#### Stated task:
Exactly reproduce the lines from the line that has "For every instance of the wispy" down to the last line of the entries, inclusive.

#### Records for this task:

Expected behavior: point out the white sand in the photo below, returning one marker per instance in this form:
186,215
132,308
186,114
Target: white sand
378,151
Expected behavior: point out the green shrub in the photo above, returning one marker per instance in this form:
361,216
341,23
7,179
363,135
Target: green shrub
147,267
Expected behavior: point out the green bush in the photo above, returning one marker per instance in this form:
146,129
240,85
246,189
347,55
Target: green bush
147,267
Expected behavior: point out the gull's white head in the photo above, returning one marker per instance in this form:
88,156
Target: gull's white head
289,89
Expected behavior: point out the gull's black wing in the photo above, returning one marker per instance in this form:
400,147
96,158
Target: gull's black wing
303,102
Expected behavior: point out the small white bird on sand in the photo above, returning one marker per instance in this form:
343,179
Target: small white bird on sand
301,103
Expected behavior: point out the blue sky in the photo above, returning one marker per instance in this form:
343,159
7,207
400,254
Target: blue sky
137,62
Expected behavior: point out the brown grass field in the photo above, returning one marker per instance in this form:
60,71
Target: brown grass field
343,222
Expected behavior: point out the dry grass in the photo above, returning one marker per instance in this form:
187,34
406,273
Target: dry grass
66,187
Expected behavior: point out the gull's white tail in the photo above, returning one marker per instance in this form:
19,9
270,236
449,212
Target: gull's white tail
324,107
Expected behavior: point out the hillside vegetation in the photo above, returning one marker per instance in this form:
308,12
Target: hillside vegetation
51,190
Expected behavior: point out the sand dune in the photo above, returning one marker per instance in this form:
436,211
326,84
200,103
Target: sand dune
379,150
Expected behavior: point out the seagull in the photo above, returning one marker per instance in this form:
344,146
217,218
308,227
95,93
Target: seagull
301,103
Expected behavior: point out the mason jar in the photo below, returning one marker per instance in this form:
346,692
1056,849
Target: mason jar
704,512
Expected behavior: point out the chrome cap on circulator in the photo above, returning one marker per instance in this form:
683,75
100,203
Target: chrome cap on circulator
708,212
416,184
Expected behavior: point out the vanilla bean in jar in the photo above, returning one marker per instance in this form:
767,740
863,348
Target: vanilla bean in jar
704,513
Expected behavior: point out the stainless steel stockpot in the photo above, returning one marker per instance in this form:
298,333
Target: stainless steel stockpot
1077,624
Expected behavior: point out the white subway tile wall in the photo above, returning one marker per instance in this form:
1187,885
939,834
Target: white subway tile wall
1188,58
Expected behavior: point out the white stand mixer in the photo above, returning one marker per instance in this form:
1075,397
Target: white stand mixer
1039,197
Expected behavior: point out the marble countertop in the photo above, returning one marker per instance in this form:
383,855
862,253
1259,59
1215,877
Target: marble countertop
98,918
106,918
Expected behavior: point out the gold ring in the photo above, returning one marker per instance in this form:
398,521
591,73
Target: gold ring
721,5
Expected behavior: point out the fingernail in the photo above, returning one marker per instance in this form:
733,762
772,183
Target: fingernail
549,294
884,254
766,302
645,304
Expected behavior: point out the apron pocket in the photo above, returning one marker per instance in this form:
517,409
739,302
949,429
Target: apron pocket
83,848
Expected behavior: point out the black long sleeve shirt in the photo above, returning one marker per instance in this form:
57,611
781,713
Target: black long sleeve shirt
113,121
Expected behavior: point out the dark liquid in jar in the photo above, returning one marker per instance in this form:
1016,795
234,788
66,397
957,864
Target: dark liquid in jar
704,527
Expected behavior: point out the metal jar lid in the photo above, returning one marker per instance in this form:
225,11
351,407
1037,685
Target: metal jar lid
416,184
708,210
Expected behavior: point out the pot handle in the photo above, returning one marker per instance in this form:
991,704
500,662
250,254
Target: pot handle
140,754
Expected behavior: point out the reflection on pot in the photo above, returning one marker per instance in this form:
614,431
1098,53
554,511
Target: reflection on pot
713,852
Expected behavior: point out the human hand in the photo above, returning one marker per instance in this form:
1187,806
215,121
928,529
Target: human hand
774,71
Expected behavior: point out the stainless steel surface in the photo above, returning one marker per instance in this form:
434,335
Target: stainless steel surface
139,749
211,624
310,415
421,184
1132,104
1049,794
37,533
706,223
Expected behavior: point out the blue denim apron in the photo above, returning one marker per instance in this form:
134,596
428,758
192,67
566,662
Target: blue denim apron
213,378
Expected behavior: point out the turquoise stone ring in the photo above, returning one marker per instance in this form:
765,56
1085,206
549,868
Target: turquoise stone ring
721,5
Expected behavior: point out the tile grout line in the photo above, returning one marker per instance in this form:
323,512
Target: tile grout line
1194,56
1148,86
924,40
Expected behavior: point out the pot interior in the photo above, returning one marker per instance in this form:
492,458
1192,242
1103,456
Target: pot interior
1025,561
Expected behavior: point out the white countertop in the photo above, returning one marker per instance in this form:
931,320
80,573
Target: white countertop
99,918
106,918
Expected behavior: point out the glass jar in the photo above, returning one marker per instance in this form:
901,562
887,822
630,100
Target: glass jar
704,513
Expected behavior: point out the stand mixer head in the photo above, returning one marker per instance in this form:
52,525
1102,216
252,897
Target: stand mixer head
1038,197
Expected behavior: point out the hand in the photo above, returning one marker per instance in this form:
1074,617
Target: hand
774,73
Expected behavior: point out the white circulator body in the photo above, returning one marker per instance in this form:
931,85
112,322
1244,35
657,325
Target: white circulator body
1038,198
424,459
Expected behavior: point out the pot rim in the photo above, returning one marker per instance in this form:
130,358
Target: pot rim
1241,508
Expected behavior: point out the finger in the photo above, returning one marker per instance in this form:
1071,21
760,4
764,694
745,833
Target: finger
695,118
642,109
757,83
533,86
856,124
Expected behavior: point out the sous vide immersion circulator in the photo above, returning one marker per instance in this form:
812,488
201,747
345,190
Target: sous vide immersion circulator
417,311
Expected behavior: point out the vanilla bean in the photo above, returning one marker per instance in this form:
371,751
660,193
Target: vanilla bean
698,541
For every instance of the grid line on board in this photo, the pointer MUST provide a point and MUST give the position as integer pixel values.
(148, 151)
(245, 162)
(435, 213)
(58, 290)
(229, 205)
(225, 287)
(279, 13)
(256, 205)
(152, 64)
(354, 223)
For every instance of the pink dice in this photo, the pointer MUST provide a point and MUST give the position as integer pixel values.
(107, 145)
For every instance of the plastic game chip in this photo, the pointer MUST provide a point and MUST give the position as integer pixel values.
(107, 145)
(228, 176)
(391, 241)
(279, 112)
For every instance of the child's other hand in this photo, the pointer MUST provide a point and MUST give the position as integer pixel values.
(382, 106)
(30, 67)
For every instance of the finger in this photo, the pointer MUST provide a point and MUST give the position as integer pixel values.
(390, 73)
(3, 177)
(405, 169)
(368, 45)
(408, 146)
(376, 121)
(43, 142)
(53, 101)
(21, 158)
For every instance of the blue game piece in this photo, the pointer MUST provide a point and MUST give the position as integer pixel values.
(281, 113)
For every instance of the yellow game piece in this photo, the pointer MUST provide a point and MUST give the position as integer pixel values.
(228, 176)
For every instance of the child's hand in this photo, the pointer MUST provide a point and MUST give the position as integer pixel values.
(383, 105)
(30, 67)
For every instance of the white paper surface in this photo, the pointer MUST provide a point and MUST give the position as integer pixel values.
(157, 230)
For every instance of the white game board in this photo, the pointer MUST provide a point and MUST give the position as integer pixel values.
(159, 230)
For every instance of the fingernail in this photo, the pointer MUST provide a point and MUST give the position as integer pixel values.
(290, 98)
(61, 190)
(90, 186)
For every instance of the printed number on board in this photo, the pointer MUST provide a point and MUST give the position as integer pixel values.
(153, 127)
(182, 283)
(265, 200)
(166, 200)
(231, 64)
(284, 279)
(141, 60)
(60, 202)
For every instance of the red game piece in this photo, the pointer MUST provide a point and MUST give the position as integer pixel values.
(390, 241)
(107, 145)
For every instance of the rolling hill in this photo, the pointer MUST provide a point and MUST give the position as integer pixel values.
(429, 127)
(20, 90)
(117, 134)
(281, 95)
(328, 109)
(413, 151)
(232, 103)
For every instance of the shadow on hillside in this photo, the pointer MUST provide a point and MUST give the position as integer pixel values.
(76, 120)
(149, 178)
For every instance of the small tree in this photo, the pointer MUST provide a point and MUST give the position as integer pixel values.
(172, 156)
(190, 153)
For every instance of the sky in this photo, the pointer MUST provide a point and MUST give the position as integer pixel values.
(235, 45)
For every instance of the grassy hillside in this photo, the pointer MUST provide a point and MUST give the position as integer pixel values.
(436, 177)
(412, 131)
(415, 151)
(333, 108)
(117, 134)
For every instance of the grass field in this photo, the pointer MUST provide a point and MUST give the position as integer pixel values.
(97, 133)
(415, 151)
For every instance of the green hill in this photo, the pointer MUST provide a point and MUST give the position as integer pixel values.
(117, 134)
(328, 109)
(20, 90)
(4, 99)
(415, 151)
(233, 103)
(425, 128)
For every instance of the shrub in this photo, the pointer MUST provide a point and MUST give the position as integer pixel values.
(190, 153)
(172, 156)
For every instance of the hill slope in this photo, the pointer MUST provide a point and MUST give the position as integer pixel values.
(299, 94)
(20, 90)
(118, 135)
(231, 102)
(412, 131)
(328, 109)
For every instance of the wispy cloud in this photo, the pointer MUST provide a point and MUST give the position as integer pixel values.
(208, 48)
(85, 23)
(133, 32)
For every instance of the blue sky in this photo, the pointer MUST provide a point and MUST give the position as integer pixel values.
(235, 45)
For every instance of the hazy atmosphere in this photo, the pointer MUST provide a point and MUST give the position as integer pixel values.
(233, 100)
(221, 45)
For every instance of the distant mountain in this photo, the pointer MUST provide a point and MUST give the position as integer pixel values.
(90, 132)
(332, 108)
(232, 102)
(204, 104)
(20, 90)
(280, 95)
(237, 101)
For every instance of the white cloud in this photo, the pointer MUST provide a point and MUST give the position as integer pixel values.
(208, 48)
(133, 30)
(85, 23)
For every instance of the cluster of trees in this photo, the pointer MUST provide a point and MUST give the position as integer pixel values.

#### Output of the task:
For every instance of the wispy cloud in this photo, the pointer MUST provide a point and MUST give the position as integer pixel values.
(208, 48)
(85, 23)
(133, 32)
For every instance of the blue sky in this photo, the pointer MUST provide a point and MUST give the position as integer pixel values.
(235, 45)
For every instance of the hazy atmosphere in this photo, the pointer MUST provide a point and MUST give the position as integer pixel values.
(233, 100)
(221, 45)
For every instance of the distant mountain in this photo, the pointer MUST provide a point and MUST give the position as integer pixel values.
(90, 132)
(332, 108)
(232, 102)
(204, 104)
(20, 90)
(280, 95)
(237, 101)
For every instance of the white cloud in this photo, the pointer MUST provide a point and MUST give the position as integer pixel values.
(208, 48)
(133, 30)
(85, 23)
For every instance of the cluster of trees in this photo, the pointer MUST provide a point and MUST give the position as integer pixel values.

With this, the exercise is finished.